#### [What the task asks]
Only an exact repetition of the entries will do.

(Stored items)
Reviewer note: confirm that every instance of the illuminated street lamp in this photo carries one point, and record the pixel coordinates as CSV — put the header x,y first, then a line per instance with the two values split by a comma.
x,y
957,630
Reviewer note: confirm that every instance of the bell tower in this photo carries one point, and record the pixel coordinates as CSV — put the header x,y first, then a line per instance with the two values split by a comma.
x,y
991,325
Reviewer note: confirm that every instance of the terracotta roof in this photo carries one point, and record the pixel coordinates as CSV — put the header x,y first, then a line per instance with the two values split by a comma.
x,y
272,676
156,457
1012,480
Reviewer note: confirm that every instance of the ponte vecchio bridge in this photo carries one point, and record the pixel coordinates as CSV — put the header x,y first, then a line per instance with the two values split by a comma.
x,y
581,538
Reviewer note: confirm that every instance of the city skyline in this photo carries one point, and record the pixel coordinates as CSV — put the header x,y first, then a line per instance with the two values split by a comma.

#### [Expected answer]
Reviewer note: confirm that every instance of the illuminated street lamp in this photo carries one point, and record the pixel coordinates as CSV — put the header x,y first, then a line per instance with the two values split by a comma.
x,y
957,630
Reviewer note: confirm that every instance of the bell tower in this photo carries one point, and record the pixel coordinates as CSV — put the header x,y first, then a line per instance with the two values split by a comma.
x,y
991,325
Reviewer note: confirm that every instance of the terracotta roof in this photo carries one point, and record the pixel coordinates as CSV — put the header x,y first, then a line per instance with the two values split by a comma.
x,y
272,676
156,457
1012,480
Reviewer note: confirm that every instance of the ponte vecchio bridge in this photo carries one point, and record the pixel coordinates as CSV — put the header x,y first, then a line per instance with the two values split by a comma.
x,y
581,538
Reviewer note: confirm that every instance of the city skyline in this photo carries one point, and record the pixel coordinates as CSV — put the header x,y first, then a line per instance with the two values split by a comma.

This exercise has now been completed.